>>>

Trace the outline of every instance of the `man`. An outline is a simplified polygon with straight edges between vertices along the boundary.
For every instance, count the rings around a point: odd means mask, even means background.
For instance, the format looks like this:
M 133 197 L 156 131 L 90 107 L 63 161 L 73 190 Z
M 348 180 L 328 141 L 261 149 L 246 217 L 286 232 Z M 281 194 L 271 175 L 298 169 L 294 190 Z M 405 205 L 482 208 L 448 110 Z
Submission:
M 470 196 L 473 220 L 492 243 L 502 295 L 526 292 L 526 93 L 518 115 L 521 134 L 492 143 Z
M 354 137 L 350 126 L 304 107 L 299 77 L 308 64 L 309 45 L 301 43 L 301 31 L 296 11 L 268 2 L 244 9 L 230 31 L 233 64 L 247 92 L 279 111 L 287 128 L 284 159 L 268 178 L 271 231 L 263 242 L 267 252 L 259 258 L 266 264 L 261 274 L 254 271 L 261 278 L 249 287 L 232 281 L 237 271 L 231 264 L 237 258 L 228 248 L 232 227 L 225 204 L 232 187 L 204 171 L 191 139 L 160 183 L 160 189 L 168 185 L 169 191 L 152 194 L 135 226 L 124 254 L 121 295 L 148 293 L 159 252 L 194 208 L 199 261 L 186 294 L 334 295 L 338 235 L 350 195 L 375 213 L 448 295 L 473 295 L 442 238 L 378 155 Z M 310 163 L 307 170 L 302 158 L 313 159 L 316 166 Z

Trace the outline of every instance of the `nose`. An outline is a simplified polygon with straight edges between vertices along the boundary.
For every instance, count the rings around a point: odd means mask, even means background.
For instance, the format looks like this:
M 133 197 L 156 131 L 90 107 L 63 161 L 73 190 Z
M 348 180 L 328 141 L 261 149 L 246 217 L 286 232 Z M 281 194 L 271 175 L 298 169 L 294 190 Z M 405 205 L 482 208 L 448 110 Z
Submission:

<<<

Stated goal
Print every line of the rows above again, without a single change.

Task answer
Trace the outline of every instance of the `man`. An outline is a simplified polygon with straight edges between vertices along the boundary.
For every instance, count the rings around a point: odd means mask, even means background.
For instance, the format looks like this:
M 133 197 L 156 131 L 90 107 L 63 161 L 73 190 Z
M 348 180 L 328 141 L 261 149 L 246 217 L 286 232 Z M 281 194 L 271 175 L 298 169 L 294 190 Z M 405 205 L 482 208 L 448 110 Z
Submission:
M 470 196 L 473 220 L 492 243 L 502 295 L 526 292 L 526 93 L 518 115 L 521 134 L 492 143 Z
M 354 137 L 350 126 L 304 107 L 299 77 L 308 64 L 309 45 L 301 43 L 301 31 L 296 11 L 268 2 L 244 9 L 230 31 L 233 64 L 247 92 L 279 111 L 287 128 L 284 159 L 268 178 L 271 231 L 263 242 L 267 252 L 259 258 L 266 264 L 261 274 L 254 271 L 261 278 L 249 287 L 232 281 L 237 271 L 231 264 L 237 258 L 228 248 L 232 227 L 225 204 L 232 187 L 204 171 L 191 139 L 160 183 L 160 189 L 168 185 L 169 191 L 152 194 L 135 226 L 124 254 L 121 295 L 148 293 L 159 252 L 194 208 L 199 261 L 186 294 L 334 295 L 338 235 L 350 195 L 375 213 L 448 295 L 473 295 L 442 238 L 378 155 Z M 310 163 L 307 170 L 302 158 L 313 159 L 316 166 Z

Trace the outline of every instance of the `nose`. An outline is a simplified polygon with straight edges between vertices along the boundary.
For every instance, count the rings around a point: odd means mask, even means background.
For instance, the format looks like this:
M 133 197 L 156 131 L 90 107 L 63 161 L 73 190 Z
M 348 180 L 328 141 L 261 149 L 246 217 L 286 232 Z M 281 194 L 271 175 L 298 169 L 294 190 Z M 405 205 L 482 208 L 448 110 Z
Submission:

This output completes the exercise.